(Pointing records for named objects)

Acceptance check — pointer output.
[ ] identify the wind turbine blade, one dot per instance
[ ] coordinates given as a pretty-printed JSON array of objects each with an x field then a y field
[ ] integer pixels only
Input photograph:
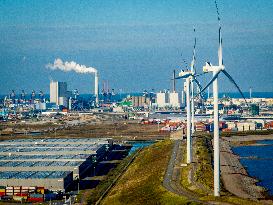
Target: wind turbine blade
[
  {"x": 220, "y": 52},
  {"x": 193, "y": 55},
  {"x": 233, "y": 81},
  {"x": 199, "y": 86},
  {"x": 211, "y": 81}
]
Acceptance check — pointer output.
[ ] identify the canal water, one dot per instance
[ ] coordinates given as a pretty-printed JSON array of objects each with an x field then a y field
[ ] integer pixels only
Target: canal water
[
  {"x": 139, "y": 144},
  {"x": 260, "y": 162}
]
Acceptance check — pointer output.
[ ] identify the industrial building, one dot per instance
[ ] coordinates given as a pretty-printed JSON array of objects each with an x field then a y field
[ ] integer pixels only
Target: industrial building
[
  {"x": 59, "y": 93},
  {"x": 168, "y": 99},
  {"x": 49, "y": 163},
  {"x": 141, "y": 101}
]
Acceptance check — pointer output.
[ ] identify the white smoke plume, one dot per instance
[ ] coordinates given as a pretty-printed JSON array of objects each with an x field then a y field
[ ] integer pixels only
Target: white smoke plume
[{"x": 70, "y": 66}]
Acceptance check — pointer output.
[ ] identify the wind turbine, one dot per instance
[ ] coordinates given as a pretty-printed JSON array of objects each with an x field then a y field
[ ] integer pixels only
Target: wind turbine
[
  {"x": 193, "y": 70},
  {"x": 216, "y": 70},
  {"x": 190, "y": 77}
]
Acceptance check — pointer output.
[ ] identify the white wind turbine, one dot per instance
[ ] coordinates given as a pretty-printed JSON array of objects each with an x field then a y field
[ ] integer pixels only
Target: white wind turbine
[
  {"x": 216, "y": 70},
  {"x": 190, "y": 77}
]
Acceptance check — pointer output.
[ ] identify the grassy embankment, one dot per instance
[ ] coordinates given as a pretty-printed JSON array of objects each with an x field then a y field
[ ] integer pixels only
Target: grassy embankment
[
  {"x": 203, "y": 176},
  {"x": 142, "y": 182}
]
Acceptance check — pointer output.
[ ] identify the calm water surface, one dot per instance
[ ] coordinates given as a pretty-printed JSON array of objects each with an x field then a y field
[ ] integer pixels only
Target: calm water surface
[{"x": 261, "y": 167}]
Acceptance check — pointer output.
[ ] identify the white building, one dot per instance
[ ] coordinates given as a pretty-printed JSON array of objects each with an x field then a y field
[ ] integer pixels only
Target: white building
[
  {"x": 162, "y": 99},
  {"x": 58, "y": 91},
  {"x": 174, "y": 100}
]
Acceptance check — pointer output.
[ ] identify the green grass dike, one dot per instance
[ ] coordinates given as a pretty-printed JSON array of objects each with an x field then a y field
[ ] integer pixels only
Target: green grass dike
[{"x": 142, "y": 182}]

What is asked: Extract every line of the listing above that contains the string "industrial", matching case exactly.

Written answer:
[ ] identify the industrial building, one dot per instance
Target: industrial building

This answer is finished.